Written request =>
Which lines in the items below contain the word "hand"? Copy out each of those lines in full.

** Begin Dataset records **

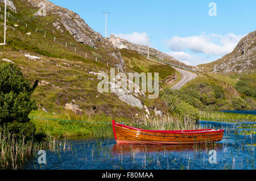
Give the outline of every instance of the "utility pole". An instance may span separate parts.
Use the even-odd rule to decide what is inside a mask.
[[[5,33],[3,35],[3,44],[5,45],[6,39],[6,0],[5,1]]]
[[[147,59],[149,59],[149,47],[150,47],[150,39],[152,37],[146,37],[147,39]]]
[[[150,43],[149,39],[150,39],[150,37],[147,37],[147,59],[149,59],[149,43]]]
[[[107,15],[108,14],[110,14],[110,12],[102,12],[102,13],[105,14],[106,15],[106,23],[105,23],[105,38],[106,40],[106,38],[107,38],[106,15]]]

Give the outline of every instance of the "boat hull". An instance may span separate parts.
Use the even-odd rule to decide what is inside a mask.
[[[184,131],[144,130],[115,123],[112,121],[115,139],[118,144],[193,144],[218,142],[224,131],[197,129]]]

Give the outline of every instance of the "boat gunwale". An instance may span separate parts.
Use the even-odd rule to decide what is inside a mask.
[[[118,123],[115,123],[114,120],[112,120],[112,124],[113,126],[113,129],[114,131],[114,125],[117,126],[125,127],[128,129],[134,129],[139,131],[144,131],[148,132],[154,132],[154,133],[181,133],[181,134],[195,134],[195,133],[209,133],[213,132],[224,132],[224,129],[218,129],[212,131],[212,129],[192,129],[192,130],[178,130],[178,131],[165,131],[165,130],[147,130],[143,129],[138,128],[132,127],[127,126],[124,124],[121,124]]]

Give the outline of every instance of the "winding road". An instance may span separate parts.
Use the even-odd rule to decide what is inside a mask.
[[[171,89],[180,89],[187,82],[193,80],[197,77],[197,75],[189,71],[183,70],[177,68],[173,67],[176,70],[180,73],[181,78],[171,88]]]
[[[144,55],[143,55],[144,56]],[[183,68],[183,67],[180,67],[177,65],[164,61],[162,60],[159,60],[154,57],[151,57],[152,58],[149,58],[150,60],[157,62],[158,63],[160,63],[161,64],[169,64],[171,65],[174,69],[175,69],[176,71],[179,71],[180,74],[180,75],[181,76],[181,78],[180,80],[175,83],[172,87],[171,88],[171,89],[180,89],[184,85],[185,85],[187,82],[189,82],[190,81],[193,80],[193,79],[196,78],[199,74],[199,73],[194,71],[193,70],[191,70],[189,69]],[[157,60],[158,61],[155,60]],[[179,67],[179,68],[178,68]],[[181,69],[182,68],[182,69]],[[189,71],[188,71],[189,70]],[[193,73],[193,72],[195,72]]]

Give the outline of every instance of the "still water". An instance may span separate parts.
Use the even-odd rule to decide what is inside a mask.
[[[223,129],[222,140],[202,145],[117,145],[113,139],[80,138],[46,150],[46,164],[35,155],[22,169],[255,169],[255,122],[203,121]]]
[[[222,111],[220,112],[244,113],[247,115],[256,115],[256,111]]]

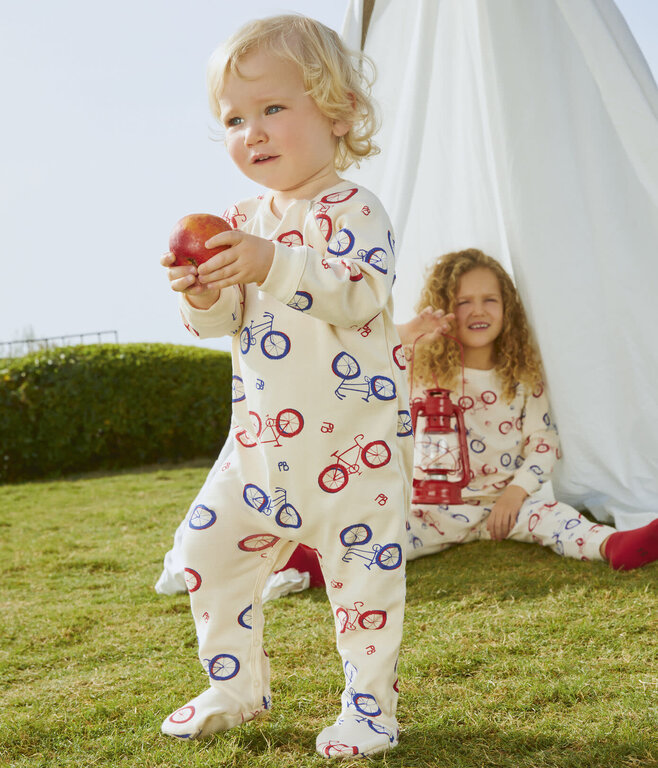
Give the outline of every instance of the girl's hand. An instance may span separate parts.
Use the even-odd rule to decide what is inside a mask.
[[[415,342],[429,344],[436,341],[442,334],[449,333],[454,319],[452,312],[446,315],[442,309],[433,310],[431,307],[425,307],[408,323],[397,326],[400,340],[407,346]]]
[[[519,485],[508,485],[500,494],[487,519],[487,530],[494,541],[507,538],[527,497],[528,494]]]
[[[189,303],[197,309],[211,307],[219,298],[219,291],[199,282],[197,268],[193,264],[175,267],[172,266],[174,261],[173,253],[165,253],[160,258],[160,264],[167,267],[171,290],[184,293]]]
[[[228,288],[238,283],[263,283],[274,260],[274,243],[239,229],[220,232],[206,242],[207,248],[228,245],[199,264],[199,282],[206,288]]]

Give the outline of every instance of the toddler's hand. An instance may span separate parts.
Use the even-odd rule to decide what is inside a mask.
[[[274,260],[274,243],[239,229],[220,232],[206,242],[208,248],[228,245],[199,265],[199,282],[207,288],[228,288],[238,283],[263,283]]]
[[[444,333],[450,332],[454,319],[455,316],[452,312],[446,315],[442,309],[425,307],[408,323],[397,326],[400,340],[409,346],[415,342],[419,344],[431,343]]]
[[[182,267],[173,266],[173,253],[165,253],[160,258],[160,264],[167,267],[167,274],[172,291],[184,293],[187,300],[197,309],[211,307],[219,298],[219,290],[202,285],[198,280],[197,268],[193,264]]]
[[[487,530],[494,541],[507,538],[527,496],[528,494],[518,485],[508,485],[500,494],[487,519]]]

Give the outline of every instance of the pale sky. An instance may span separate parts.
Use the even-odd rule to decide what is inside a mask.
[[[617,5],[658,79],[658,3]],[[213,140],[206,61],[251,18],[296,11],[340,31],[346,7],[0,0],[0,342],[30,329],[198,344],[159,257],[181,216],[256,191]]]

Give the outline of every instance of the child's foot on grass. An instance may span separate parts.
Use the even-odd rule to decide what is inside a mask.
[[[219,731],[253,720],[265,707],[253,712],[232,714],[226,711],[226,697],[216,688],[208,688],[187,704],[172,712],[162,723],[162,733],[179,739],[203,739]]]
[[[389,728],[375,719],[341,715],[334,725],[325,728],[315,740],[322,757],[354,757],[375,755],[398,744],[398,727]]]
[[[658,560],[658,519],[642,528],[610,534],[605,557],[616,571],[632,571]]]

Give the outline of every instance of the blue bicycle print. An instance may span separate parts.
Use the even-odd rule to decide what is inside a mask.
[[[292,504],[287,502],[287,494],[284,488],[275,488],[275,496],[270,498],[262,488],[254,483],[247,483],[242,491],[245,502],[264,515],[271,515],[275,510],[274,519],[282,528],[299,528],[302,518]]]
[[[361,373],[361,366],[358,361],[348,352],[339,352],[331,362],[331,370],[339,379],[340,384],[334,390],[334,394],[339,400],[344,400],[346,392],[358,392],[365,395],[361,399],[366,403],[374,395],[377,400],[393,400],[397,395],[395,382],[388,376],[364,376],[363,379],[355,381]]]
[[[365,523],[343,528],[340,532],[341,544],[346,548],[343,561],[349,563],[354,557],[360,557],[366,561],[368,570],[376,565],[384,571],[393,571],[402,565],[402,547],[399,544],[371,544],[365,548],[371,539],[372,529]]]
[[[256,344],[256,339],[262,336],[260,348],[265,357],[270,360],[280,360],[290,352],[290,339],[285,333],[273,330],[274,315],[272,312],[263,312],[264,321],[255,323],[252,320],[248,328],[243,328],[240,333],[240,350],[243,355]]]

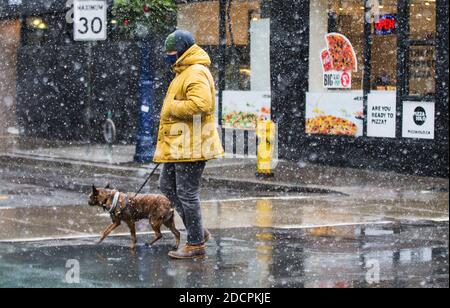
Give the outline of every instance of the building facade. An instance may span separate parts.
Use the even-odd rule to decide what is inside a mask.
[[[225,127],[270,109],[282,158],[448,176],[448,1],[188,1],[178,24]]]
[[[20,42],[0,64],[0,81],[9,80],[1,116],[15,112],[27,136],[101,140],[112,110],[119,139],[133,142],[134,42],[110,32],[93,46],[89,66],[86,44],[71,37],[66,3],[22,2],[0,0],[0,38],[9,38],[2,48]],[[176,3],[177,27],[211,54],[222,126],[252,131],[258,119],[273,119],[285,159],[448,176],[448,0]],[[8,63],[16,58],[14,70]],[[168,76],[160,72],[158,101]]]

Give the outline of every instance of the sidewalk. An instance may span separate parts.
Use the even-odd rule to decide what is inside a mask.
[[[0,161],[22,164],[83,168],[86,172],[112,173],[143,178],[151,168],[133,162],[134,146],[66,146],[57,148],[12,149],[0,152]],[[225,158],[208,163],[204,185],[231,189],[296,193],[366,194],[367,197],[447,193],[449,180],[394,172],[319,166],[280,161],[275,177],[257,180],[254,159]]]
[[[120,162],[132,153],[130,147],[113,148],[121,158],[115,163],[81,155],[104,150],[0,153],[0,197],[5,198],[0,199],[0,240],[96,236],[109,217],[86,205],[91,185],[135,191],[152,168]],[[211,229],[314,228],[342,236],[365,224],[448,222],[448,179],[281,161],[275,177],[262,181],[255,169],[249,159],[208,164],[202,206]],[[155,175],[144,192],[158,193],[157,180]],[[148,231],[145,222],[140,231]],[[118,232],[127,234],[126,228]]]

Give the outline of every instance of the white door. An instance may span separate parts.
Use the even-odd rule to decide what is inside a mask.
[[[0,20],[0,150],[17,132],[16,66],[20,22]]]

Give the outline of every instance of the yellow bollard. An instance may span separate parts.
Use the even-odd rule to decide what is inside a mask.
[[[272,170],[275,152],[276,126],[273,121],[258,121],[256,126],[258,137],[257,172],[258,178],[272,178]]]

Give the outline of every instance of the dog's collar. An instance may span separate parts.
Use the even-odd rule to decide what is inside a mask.
[[[116,192],[114,194],[114,199],[113,199],[113,203],[111,205],[111,208],[109,209],[109,213],[110,214],[113,214],[116,211],[117,204],[119,202],[119,197],[120,197],[120,192]]]

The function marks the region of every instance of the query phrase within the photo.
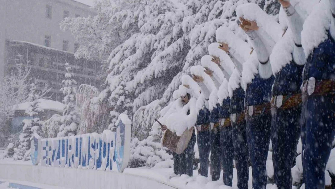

** End Dataset records **

Result of the task =>
Give the outline of every instance of the girl's hand. An instance may span separate parts.
Give the outline of every instance of the toddler's hand. An instance may span separate parts.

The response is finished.